#### Problem:
Copy out the final stretch of the listing: the line that contains "Target: blackened pot" and all lines after it, exactly as they appear.

#### Data:
☆ ☆ ☆ ☆
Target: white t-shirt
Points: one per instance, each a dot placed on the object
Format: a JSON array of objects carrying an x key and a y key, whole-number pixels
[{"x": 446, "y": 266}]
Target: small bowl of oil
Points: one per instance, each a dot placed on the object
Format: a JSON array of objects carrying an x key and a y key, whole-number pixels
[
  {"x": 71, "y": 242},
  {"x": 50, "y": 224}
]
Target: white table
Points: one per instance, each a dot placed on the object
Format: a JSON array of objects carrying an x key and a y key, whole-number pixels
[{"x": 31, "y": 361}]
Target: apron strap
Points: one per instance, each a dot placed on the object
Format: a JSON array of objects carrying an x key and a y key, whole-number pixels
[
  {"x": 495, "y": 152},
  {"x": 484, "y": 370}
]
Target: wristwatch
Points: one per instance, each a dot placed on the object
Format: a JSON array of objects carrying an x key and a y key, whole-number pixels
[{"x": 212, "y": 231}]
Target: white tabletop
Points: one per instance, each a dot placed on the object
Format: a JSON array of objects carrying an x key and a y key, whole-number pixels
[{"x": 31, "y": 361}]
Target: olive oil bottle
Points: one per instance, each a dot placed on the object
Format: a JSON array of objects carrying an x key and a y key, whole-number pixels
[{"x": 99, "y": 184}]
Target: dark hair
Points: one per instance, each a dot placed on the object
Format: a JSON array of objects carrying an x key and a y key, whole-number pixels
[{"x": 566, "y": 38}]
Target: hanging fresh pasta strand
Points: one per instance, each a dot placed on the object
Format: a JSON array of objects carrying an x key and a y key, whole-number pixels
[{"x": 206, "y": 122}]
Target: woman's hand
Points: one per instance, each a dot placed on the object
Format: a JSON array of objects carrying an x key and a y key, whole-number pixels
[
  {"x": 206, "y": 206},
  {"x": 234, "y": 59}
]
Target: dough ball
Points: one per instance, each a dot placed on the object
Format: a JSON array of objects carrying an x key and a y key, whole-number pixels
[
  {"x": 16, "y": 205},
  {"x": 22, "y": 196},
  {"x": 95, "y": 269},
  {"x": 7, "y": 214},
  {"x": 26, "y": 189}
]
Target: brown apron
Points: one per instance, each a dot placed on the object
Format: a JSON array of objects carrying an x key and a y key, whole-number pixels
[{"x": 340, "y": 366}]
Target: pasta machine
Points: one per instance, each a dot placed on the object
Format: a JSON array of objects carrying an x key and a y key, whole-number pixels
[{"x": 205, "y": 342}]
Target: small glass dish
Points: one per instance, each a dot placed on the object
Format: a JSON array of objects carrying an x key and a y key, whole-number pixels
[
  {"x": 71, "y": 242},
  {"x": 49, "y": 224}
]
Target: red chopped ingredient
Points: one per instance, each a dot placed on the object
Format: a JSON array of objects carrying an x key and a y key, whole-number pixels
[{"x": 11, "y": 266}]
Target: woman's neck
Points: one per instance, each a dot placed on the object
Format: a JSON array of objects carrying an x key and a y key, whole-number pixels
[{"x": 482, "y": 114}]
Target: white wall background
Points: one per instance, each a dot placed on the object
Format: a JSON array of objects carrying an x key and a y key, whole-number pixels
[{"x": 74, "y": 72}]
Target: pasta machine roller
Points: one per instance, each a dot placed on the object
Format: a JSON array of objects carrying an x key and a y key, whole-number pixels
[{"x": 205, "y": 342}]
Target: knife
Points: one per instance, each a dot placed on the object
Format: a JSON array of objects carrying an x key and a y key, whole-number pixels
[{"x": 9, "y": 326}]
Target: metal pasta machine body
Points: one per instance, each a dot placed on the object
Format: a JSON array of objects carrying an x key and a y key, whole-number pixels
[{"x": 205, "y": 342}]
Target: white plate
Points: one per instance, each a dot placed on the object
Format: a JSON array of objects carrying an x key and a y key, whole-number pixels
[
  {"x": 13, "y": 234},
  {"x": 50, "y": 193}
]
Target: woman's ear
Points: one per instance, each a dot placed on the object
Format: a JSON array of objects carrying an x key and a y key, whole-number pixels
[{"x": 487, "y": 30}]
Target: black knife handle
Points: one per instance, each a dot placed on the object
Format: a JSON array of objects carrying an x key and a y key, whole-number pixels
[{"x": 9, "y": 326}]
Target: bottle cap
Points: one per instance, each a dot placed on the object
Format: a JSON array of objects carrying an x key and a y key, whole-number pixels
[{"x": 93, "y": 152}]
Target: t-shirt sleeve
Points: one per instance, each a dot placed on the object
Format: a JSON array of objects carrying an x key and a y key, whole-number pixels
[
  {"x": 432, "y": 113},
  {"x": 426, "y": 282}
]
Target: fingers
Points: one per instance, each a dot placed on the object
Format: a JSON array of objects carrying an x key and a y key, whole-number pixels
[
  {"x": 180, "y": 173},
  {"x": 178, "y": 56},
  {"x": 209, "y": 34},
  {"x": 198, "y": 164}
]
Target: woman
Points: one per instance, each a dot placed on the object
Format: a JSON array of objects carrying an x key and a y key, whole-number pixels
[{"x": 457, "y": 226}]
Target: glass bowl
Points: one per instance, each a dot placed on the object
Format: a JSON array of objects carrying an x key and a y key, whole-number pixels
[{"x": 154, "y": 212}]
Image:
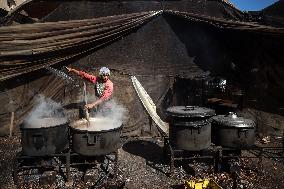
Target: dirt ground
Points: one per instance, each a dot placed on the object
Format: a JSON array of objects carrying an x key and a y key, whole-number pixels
[{"x": 141, "y": 164}]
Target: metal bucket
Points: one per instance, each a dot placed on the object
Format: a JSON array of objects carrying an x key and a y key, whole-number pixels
[
  {"x": 44, "y": 140},
  {"x": 190, "y": 128},
  {"x": 233, "y": 131},
  {"x": 94, "y": 143}
]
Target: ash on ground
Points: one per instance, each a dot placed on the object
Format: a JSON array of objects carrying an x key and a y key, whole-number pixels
[{"x": 141, "y": 164}]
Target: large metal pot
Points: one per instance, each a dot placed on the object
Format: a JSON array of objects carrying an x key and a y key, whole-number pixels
[
  {"x": 94, "y": 143},
  {"x": 44, "y": 137},
  {"x": 233, "y": 131},
  {"x": 190, "y": 128}
]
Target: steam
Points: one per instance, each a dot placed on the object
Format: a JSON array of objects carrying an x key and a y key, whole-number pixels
[
  {"x": 45, "y": 113},
  {"x": 111, "y": 116}
]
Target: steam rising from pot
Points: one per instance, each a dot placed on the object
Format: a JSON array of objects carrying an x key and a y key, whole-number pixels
[
  {"x": 45, "y": 113},
  {"x": 111, "y": 117}
]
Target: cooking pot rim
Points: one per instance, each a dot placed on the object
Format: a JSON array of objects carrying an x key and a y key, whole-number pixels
[
  {"x": 22, "y": 127},
  {"x": 102, "y": 131}
]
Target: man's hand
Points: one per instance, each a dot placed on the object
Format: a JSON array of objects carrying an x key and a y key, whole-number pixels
[
  {"x": 69, "y": 69},
  {"x": 89, "y": 106}
]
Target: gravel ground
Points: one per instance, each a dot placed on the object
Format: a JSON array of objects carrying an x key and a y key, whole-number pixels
[{"x": 141, "y": 165}]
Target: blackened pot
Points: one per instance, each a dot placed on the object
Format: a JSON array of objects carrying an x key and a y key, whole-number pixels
[
  {"x": 233, "y": 131},
  {"x": 189, "y": 127},
  {"x": 45, "y": 140},
  {"x": 95, "y": 143}
]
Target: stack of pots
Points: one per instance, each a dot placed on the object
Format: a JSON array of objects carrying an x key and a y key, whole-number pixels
[
  {"x": 233, "y": 131},
  {"x": 190, "y": 127}
]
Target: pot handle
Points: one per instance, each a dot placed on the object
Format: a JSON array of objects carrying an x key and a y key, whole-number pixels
[
  {"x": 240, "y": 131},
  {"x": 38, "y": 138},
  {"x": 92, "y": 140}
]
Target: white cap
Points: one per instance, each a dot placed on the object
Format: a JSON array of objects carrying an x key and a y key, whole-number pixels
[{"x": 104, "y": 71}]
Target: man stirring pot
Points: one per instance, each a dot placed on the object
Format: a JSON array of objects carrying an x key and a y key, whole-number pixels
[{"x": 103, "y": 88}]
☆ ☆ ☆ ☆
#### Written reply:
Target: blackened pot
Points: one per instance, each a dot placed on the object
Format: a JSON array of objects carrying an x key and a y key, whole-number pixels
[
  {"x": 233, "y": 131},
  {"x": 189, "y": 127},
  {"x": 45, "y": 140},
  {"x": 95, "y": 143}
]
Target: stack of pots
Points: one per instance, each a dot placed on the object
Format: a JSON array of objects carrying an x key and a y key, whole-number pixels
[
  {"x": 233, "y": 131},
  {"x": 190, "y": 127}
]
Target: pot handle
Points: one per instance, each a dot placed on the object
Format: a JSON array of objects carrying an x key and a y key, whole-number pixels
[
  {"x": 240, "y": 131},
  {"x": 38, "y": 138},
  {"x": 92, "y": 140}
]
Target: white cap
Points: one per instance, each a dot placed on the object
Format: a JSON array of objects carrying an x key and a y key, whole-number pixels
[{"x": 104, "y": 71}]
Target: man stirring pot
Points: one per instance, each a dot placed on the object
Format: a JSON array of objects carrying an x key and a y key, whole-number pixels
[{"x": 103, "y": 88}]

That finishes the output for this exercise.